◆ **WORK INSTRUCTIONS**
Beginning at the line that contains "the white ceramic" and ending at the last line of the entries, write out each line exactly; include nothing outside that span.

▼

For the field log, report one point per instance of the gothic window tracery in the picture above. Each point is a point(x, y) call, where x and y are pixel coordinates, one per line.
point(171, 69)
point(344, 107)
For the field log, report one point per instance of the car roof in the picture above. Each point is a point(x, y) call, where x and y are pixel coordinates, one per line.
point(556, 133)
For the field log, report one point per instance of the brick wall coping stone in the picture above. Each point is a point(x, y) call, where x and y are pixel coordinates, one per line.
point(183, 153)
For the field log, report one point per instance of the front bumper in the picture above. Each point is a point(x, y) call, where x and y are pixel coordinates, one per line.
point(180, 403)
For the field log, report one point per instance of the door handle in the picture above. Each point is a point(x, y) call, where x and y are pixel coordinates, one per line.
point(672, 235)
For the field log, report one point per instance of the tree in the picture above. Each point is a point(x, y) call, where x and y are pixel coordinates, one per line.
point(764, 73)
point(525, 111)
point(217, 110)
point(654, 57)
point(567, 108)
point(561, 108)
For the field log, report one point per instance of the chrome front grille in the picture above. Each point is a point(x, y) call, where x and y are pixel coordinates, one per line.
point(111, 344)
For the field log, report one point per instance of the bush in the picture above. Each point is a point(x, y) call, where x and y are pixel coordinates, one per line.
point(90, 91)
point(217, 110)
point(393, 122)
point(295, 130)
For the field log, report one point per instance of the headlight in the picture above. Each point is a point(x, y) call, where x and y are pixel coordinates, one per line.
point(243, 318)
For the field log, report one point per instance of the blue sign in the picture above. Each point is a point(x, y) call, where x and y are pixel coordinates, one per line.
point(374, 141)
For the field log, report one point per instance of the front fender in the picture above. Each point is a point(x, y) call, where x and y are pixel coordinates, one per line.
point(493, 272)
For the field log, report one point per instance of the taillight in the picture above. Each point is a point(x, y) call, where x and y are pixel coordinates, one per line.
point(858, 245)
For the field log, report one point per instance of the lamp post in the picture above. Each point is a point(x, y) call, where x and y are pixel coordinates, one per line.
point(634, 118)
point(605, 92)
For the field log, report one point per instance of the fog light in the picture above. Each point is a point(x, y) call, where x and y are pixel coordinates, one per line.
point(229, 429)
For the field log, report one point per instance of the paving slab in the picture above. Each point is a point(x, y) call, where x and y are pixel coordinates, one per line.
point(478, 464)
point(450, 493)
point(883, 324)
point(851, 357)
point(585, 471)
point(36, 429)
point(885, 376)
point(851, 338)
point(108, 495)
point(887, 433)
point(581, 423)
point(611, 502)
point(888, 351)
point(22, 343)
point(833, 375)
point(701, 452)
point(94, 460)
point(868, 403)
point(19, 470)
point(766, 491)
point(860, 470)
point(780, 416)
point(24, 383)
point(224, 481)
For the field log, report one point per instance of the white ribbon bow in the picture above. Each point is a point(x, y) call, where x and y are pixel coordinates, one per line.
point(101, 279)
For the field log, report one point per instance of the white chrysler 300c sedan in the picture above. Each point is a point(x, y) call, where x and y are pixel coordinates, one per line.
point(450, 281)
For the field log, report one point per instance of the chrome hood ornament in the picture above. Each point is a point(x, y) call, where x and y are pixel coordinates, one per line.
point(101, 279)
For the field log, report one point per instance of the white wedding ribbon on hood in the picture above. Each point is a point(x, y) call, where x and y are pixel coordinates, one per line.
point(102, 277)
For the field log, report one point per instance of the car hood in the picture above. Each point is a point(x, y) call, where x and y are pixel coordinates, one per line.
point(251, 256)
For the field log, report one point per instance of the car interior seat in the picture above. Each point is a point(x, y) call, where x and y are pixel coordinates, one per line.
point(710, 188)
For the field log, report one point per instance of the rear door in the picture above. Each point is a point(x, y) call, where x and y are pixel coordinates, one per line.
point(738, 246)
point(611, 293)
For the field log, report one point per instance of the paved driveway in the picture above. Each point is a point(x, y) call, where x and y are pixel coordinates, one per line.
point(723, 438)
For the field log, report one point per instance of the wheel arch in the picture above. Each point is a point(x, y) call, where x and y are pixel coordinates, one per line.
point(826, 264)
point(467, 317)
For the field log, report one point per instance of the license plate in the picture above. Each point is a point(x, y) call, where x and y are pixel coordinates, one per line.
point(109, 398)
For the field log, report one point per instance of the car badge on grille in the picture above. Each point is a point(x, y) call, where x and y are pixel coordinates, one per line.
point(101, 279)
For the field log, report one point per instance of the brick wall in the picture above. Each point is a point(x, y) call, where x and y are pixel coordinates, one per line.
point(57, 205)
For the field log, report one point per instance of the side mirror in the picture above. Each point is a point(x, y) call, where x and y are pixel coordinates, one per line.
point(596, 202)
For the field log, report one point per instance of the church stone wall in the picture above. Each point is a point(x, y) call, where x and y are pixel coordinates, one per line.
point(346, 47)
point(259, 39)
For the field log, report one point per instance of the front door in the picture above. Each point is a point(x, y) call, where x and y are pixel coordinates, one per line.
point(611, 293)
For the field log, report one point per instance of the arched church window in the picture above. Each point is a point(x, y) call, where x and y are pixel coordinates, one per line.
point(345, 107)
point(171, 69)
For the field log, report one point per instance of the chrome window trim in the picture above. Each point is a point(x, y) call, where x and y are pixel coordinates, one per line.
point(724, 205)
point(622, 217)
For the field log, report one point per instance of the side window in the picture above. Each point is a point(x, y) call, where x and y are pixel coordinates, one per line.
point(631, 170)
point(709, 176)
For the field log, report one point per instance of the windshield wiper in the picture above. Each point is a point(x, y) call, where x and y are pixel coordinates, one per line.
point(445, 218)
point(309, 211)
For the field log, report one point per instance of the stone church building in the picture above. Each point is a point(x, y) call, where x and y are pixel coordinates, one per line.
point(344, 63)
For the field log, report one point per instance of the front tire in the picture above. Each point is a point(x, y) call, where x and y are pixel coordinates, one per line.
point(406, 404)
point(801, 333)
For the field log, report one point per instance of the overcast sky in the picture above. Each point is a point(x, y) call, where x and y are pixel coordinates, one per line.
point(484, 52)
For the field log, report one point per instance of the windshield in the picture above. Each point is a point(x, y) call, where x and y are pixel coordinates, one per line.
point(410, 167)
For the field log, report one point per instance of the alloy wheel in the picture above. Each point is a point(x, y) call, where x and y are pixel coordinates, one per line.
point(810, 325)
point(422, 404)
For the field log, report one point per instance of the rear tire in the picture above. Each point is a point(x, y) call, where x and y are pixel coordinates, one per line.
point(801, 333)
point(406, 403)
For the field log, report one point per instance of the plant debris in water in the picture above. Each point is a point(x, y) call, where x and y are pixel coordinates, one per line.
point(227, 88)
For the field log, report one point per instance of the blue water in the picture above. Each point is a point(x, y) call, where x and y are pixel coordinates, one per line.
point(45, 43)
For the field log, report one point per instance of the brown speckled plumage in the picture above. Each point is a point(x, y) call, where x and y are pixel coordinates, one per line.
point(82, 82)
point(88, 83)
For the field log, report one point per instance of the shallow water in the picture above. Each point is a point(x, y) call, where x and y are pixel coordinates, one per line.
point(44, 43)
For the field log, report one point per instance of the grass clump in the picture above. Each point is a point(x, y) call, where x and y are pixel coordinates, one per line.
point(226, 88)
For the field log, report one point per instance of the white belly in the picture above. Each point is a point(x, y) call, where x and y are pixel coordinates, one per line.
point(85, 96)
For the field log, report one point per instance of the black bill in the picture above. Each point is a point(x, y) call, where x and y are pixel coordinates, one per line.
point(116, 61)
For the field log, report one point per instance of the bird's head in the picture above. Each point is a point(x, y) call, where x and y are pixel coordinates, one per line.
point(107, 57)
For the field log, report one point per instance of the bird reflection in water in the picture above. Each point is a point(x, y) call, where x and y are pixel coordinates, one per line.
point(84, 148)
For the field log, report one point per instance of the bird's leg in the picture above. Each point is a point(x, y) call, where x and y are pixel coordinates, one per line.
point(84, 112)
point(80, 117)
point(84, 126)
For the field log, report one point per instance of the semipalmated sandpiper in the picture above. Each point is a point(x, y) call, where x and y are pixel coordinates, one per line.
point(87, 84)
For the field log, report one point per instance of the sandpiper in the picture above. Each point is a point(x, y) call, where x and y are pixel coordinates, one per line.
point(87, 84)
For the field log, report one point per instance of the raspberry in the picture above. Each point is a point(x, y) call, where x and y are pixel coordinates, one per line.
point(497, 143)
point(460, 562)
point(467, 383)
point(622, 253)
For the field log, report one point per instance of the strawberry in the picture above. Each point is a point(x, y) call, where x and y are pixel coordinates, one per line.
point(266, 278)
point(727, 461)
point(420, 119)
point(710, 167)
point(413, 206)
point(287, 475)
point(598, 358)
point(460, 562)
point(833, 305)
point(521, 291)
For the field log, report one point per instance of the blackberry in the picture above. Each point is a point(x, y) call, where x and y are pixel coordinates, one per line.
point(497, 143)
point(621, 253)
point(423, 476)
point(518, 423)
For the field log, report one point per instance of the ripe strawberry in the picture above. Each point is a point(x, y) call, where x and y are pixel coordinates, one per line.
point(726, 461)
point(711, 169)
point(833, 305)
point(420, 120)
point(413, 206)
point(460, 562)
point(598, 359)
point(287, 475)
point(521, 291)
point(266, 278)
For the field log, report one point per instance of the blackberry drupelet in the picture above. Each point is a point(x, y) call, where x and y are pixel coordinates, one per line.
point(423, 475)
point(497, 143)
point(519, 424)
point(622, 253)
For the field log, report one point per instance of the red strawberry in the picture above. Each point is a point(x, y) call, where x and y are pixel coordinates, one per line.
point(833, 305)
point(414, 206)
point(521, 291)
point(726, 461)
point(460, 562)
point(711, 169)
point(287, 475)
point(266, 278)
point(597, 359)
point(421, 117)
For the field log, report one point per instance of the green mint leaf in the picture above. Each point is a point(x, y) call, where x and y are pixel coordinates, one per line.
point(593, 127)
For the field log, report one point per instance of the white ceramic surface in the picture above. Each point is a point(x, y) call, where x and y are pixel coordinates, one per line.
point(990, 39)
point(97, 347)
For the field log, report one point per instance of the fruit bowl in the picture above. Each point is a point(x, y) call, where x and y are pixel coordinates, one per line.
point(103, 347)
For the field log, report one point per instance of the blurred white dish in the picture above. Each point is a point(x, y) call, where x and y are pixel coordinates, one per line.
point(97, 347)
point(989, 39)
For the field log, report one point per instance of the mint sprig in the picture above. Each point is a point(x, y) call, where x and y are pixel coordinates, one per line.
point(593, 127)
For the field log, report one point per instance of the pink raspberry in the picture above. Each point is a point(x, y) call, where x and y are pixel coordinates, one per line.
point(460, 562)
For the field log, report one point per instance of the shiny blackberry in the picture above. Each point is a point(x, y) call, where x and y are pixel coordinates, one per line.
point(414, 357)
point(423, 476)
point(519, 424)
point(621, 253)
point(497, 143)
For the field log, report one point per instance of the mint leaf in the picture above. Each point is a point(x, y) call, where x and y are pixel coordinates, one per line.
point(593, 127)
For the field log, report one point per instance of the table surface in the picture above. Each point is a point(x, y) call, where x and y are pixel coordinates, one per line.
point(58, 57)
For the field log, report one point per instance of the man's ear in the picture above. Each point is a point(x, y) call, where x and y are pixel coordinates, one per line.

▲

◆ **ANSWER IN FULL**
For the field log, report one point per instance of the white ceramic surface in the picture above. Each point is a point(x, y) call, where x and y are pixel coordinates, one per line.
point(990, 39)
point(97, 347)
For the field log, report one point per instance of the fruit bowl in the picture above. Each point is a point(x, y) call, where x and y are pixel coordinates, one per line.
point(103, 347)
For the field log, report one point per instance of the blurred white dish in the picture above. Each point is a point(x, y) call, where x and y are pixel coordinates, one per line.
point(97, 347)
point(989, 39)
For the field log, report one point per instance of the mint sprig in the picture above. Each point is a point(x, y) call, where x and y are pixel coordinates, one per line.
point(593, 127)
For the field log, report one point per instance of the pink raspberry in the picture above. Each point is a point(x, y) call, where x and y are pixel coordinates, one per line.
point(460, 562)
For the field log, report one point per instance of the shiny blackberry in the picture above. Each point is a point(x, y) call, where x and y are pixel coordinates, one per line.
point(414, 357)
point(423, 476)
point(519, 424)
point(621, 253)
point(497, 143)
For the field log, report one point per instance of the mint leaf in the picture above. Each point is a point(x, y) call, where x and y are pixel coordinates, one per line.
point(593, 127)
For the field log, report one point per instance of the table surface in the picture above. Each point is a point(x, y) call, where x and y are pixel coordinates, one per line.
point(58, 57)
For the field log, report one point per instance of the man's ear in the picture above. Each point is a point(x, y) call, where x and y are pixel coordinates, one per line.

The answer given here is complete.